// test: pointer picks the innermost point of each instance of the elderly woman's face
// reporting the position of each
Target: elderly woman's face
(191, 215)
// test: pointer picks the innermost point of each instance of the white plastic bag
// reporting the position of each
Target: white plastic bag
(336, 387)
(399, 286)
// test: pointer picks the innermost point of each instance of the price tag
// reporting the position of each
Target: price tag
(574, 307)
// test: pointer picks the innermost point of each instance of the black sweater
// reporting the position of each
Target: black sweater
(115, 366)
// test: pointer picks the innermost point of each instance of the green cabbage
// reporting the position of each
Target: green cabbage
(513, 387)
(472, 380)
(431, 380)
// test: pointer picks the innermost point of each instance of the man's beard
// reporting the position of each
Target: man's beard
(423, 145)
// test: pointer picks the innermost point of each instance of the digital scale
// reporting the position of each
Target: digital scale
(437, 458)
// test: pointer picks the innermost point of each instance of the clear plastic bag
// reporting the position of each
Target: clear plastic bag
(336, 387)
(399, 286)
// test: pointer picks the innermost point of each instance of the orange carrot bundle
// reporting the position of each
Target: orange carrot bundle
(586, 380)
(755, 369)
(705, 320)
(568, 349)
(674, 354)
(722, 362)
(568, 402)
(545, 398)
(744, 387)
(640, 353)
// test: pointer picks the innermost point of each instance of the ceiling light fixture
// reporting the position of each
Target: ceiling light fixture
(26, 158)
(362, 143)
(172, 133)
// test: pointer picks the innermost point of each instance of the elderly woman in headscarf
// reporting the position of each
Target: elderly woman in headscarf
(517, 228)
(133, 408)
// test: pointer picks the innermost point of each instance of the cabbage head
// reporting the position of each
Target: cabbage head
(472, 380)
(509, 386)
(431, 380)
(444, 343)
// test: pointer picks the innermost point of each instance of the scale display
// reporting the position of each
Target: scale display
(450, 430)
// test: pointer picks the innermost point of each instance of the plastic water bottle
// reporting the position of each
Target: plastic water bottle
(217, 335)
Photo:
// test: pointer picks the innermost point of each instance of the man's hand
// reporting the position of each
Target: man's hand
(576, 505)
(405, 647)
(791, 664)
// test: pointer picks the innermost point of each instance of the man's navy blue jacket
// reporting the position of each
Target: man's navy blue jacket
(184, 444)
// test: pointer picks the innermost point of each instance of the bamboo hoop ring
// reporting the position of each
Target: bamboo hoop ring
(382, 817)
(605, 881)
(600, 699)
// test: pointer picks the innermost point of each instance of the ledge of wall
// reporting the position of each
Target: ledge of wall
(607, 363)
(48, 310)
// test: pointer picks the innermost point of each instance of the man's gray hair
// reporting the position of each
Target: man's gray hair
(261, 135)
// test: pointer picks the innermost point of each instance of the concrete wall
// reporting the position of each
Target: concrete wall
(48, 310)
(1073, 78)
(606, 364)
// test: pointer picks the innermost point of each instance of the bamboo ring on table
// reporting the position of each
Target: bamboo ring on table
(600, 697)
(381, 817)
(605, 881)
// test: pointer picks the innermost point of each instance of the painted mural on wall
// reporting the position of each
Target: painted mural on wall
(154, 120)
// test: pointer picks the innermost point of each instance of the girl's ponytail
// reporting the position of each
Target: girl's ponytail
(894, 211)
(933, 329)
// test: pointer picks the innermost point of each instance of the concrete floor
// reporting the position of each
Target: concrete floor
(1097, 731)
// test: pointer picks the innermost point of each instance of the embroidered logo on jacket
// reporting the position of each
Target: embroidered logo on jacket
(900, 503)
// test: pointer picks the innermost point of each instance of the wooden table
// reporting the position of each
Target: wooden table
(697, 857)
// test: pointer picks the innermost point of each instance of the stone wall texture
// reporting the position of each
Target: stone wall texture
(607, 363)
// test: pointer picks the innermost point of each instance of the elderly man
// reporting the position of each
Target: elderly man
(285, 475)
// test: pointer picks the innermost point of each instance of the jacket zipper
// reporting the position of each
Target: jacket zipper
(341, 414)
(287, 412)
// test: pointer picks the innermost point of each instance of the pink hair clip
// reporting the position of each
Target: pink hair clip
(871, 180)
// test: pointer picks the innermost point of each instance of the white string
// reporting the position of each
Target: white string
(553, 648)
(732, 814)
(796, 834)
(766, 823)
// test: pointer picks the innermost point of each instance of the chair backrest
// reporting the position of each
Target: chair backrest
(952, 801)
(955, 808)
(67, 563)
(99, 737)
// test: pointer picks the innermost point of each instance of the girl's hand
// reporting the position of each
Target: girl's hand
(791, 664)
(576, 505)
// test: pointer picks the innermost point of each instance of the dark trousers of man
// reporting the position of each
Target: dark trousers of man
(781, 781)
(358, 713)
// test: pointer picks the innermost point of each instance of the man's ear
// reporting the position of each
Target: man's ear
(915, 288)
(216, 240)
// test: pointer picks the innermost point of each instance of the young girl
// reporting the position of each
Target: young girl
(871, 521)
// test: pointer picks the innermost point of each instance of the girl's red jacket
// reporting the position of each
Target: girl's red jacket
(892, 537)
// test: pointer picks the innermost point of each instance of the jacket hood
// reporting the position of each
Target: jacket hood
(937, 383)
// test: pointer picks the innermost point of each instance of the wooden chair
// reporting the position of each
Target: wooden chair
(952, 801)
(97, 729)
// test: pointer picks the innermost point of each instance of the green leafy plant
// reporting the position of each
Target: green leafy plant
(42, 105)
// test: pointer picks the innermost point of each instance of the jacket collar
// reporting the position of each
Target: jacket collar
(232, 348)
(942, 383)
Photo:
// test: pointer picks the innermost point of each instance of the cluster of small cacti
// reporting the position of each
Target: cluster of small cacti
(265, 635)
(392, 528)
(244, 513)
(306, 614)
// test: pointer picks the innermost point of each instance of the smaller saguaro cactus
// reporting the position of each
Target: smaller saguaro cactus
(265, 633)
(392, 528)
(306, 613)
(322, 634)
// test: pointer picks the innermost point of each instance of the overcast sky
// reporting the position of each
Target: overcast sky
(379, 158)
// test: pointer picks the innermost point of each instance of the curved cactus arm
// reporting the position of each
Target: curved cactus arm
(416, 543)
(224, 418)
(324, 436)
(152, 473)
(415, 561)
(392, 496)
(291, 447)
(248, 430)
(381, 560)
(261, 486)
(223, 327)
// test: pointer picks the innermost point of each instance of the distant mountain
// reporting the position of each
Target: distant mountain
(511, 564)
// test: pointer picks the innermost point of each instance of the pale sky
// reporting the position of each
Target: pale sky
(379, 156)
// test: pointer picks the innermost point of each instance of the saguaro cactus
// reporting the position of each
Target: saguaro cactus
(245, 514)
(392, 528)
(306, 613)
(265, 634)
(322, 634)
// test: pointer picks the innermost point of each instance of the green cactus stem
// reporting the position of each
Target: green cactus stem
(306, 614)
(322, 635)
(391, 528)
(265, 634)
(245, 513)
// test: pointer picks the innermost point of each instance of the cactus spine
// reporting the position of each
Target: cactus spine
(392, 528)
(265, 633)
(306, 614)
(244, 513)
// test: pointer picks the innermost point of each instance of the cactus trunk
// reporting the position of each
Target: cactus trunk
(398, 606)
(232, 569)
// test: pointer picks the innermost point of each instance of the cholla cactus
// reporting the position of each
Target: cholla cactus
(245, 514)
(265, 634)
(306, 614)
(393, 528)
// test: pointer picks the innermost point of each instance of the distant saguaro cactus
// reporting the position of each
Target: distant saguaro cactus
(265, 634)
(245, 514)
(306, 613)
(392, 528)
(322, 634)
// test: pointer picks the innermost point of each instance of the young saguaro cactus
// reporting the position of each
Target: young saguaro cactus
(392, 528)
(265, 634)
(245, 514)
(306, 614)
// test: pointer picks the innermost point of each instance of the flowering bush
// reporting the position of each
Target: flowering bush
+++
* [Short task] Copy out the material word for word and line for line.

* [Solution to this problem]
// test: pointer picks the innermost point of each instance of the elderly woman's face
// reporting the position of each
Target: elderly woman's face
(191, 215)
// test: pointer picks the innermost point of each instance of the white plastic bag
// reporting the position of each
Target: white plastic bag
(336, 387)
(399, 286)
// test: pointer picks the innermost point of each instance of the price tag
// reporting the position of each
Target: price tag
(574, 307)
// test: pointer picks the innermost point of each instance of the black sweater
// reporting the position of each
Target: black sweater
(115, 366)
// test: pointer picks the innermost point of each instance of the green cabbage
// reporting the position of each
Target: green cabbage
(513, 387)
(472, 380)
(431, 380)
// test: pointer picks the innermost point of each instance of the man's beard
// reporting the position of each
Target: man's beard
(423, 145)
// test: pointer picks the innermost point of each instance of the digital scale
// reporting the position of each
Target: digital scale
(437, 458)
// test: pointer picks the innermost point of each instance of the clear plastic bag
// reporting the position of each
Target: clear plastic bag
(336, 387)
(399, 286)
// test: pointer picks the innermost point of each instance of the orange carrot bundle
// reporting the position of each
Target: orange carrot bundle
(586, 380)
(755, 369)
(705, 320)
(568, 349)
(674, 354)
(722, 362)
(568, 402)
(545, 398)
(744, 387)
(640, 353)
// test: pointer picks the innermost point of each instance of the ceiling light fixture
// reporting the position of each
Target: ceiling light fixture
(26, 158)
(362, 143)
(172, 133)
// test: pointer picks the innermost point of each instance of the elderly woman in headscarf
// reporting the position of each
Target: elderly woman in headscarf
(517, 228)
(133, 408)
// test: pointer picks the innermost point of each instance of the cabbage head
// reporting the position of each
Target: cabbage head
(472, 380)
(509, 386)
(431, 380)
(444, 343)
// test: pointer picks the innermost point of each instance of the scale display
// reporting the position of each
Target: scale display
(450, 430)
// test: pointer picks the innermost point of each instance of the plastic water bottle
// reporting the position of each
Target: plastic water bottle
(217, 335)
Photo:
// test: pointer picks the innermost point of each instance of the man's hand
// reporting the position of each
Target: man's hand
(576, 505)
(405, 647)
(791, 664)
// test: pointer picks the innermost point of each instance of the man's navy blue jacket
// reporting the position of each
Target: man's navy blue jacket
(184, 444)
// test: pointer picks the innermost point of each instance of the bamboo hoop ring
// reporting the position of each
Target: bamboo hoop ring
(382, 817)
(605, 881)
(600, 699)
// test: pointer picks the innermost point of each instance of the ledge of wall
// reporting the position of each
Target: ledge of wall
(607, 363)
(48, 310)
// test: pointer picks the innermost point of each instance of the man's gray hair
// reporting the position of each
Target: man's gray hair
(261, 135)
// test: pointer picks the innermost point of each instance of the concrete wall
// reporting the position of each
Target: concrete wall
(48, 310)
(1073, 78)
(606, 364)
// test: pointer picks the innermost point of each instance of the bamboo ring on table
// reporting the position of each
Target: bamboo ring on table
(600, 697)
(381, 817)
(605, 881)
// test: pointer picks the innermost point of each instance of the painted mural on wall
// reporting the position of each
Target: painted mural on wall
(154, 120)
// test: pointer picks the innermost point of each instance of the girl's ponytail
// reporting the position of each
Target: girl's ponytail
(894, 211)
(933, 329)
// test: pointer picks the innermost point of each instance of the concrete floor
// reporting the position of each
Target: concrete floor
(1097, 731)
// test: pointer picks the innermost point of each instance of the embroidered logo on jacket
// reporting the position of each
Target: embroidered logo on jacket
(900, 503)
// test: pointer picks the innermost point of each instance of the wooden table
// reporting the position of each
Target: wooden table
(697, 857)
// test: pointer picks the innermost point of each instance of the stone wall texture
// reporting the position of each
Target: stone wall texture
(607, 363)
// test: pointer picks the innermost point of each instance of the elderly man
// reporting the position of each
Target: elderly man
(285, 475)
// test: pointer picks the innermost point of each instance of the jacket zipper
// reporting the position of each
Target: jacket zipper
(341, 414)
(287, 412)
// test: pointer picks the innermost point of each instance of the pink hair clip
// reporting the position of each
Target: pink hair clip
(871, 180)
// test: pointer picks the innermost point of each instance of the white string
// reporting the position of each
Target: white string
(553, 648)
(732, 814)
(796, 834)
(766, 823)
// test: pointer picks the innermost point of each instance of the chair backrest
// reporting the position of each
Target: chair backrest
(952, 801)
(955, 808)
(67, 563)
(99, 737)
// test: pointer picks the innermost point of each instance of the girl's hand
// reporting the position of each
Target: girl's hand
(791, 664)
(576, 505)
// test: pointer picks the innermost point of each instance of the dark trousers of man
// reporting the position of each
Target: dark trousers of man
(781, 781)
(358, 713)
// test: pointer picks the innermost point of each instance of the man's ear
// reporting the position of each
Target: man's ear
(915, 288)
(216, 240)
// test: pointer picks the innermost point of each instance of the young girl
// reporting the position of each
Target: young girl
(871, 521)
// test: pointer picks the innermost point of each instance of the girl's red jacket
// reporting the position of each
Target: girl's red jacket
(892, 537)
// test: pointer picks the innermost point of each instance of the jacket hood
// reporting the position of each
Target: jacket hood
(937, 383)
// test: pointer picks the innermost point of each instance of the wooden chair
// reporting the position of each
Target: wooden chair
(952, 801)
(97, 729)
// test: pointer picks the innermost point of each instance of the green leafy plant
// reporting the position of each
Target: green leafy plant
(42, 105)
// test: pointer picks the innermost point of each instance of the jacket collar
// reporting the position of each
Target: jacket collar
(232, 348)
(942, 383)
Photo:
// test: pointer picks the innermost point of each instance of the cluster of small cacti
// reporting the position of each
Target: cluster of small cacti
(265, 635)
(392, 528)
(244, 513)
(306, 614)
// test: pointer picks the innermost point of each instance of the smaller saguaro cactus
// reporting the position of each
Target: smaller saguaro cactus
(265, 633)
(392, 528)
(306, 613)
(322, 634)
// test: pointer picks the innermost point of each instance of the overcast sky
// reporting the position of each
Target: overcast sky
(379, 158)
// test: pointer picks the innermost point of each instance of the curved cactus arm
// reporting the position of each
Target: curved cactus arm
(416, 543)
(224, 418)
(324, 436)
(152, 473)
(415, 561)
(392, 496)
(291, 447)
(248, 430)
(381, 560)
(261, 486)
(223, 327)
// test: pointer picks the innermost point of each instance of the distant mountain
// reporting the position of each
Target: distant mountain
(511, 564)
// test: pointer picks the innermost point of each instance of the pale sky
// reporting the position of each
Target: pale sky
(379, 156)
// test: pointer picks the innermost point of each instance of the saguaro cactus
// reporting the position of each
Target: saguaro cactus
(245, 514)
(392, 528)
(306, 613)
(265, 634)
(322, 634)
// test: pointer picks the innermost point of each instance of the green cactus stem
// reporting the position of each
Target: green cactus stem
(306, 614)
(322, 635)
(391, 528)
(265, 634)
(245, 513)
// test: pointer picks the innermost point of each instance of the cactus spine
// reporting the position of each
Target: cactus spine
(392, 528)
(265, 633)
(306, 614)
(244, 513)
// test: pointer picks the innermost point of each instance of the cactus trunk
// reporting the position of each
Target: cactus trunk
(398, 606)
(232, 569)
// test: pointer picks the innermost point of each instance of the cholla cactus
// reporting the position of each
Target: cholla cactus
(245, 514)
(265, 634)
(306, 614)
(393, 528)
// test: pointer picks the innermost point of each instance of the distant saguaro cactus
// reporting the position of each
Target: distant saguaro cactus
(265, 634)
(245, 514)
(306, 613)
(392, 528)
(322, 634)
// test: pointer picks the innermost point of each instance of the young saguaro cactus
// reporting the position of each
Target: young saguaro cactus
(392, 528)
(265, 634)
(245, 514)
(306, 614)
// test: pointer picks the innermost point of each instance of the flowering bush
// reporting the position of each
Target: flowering bush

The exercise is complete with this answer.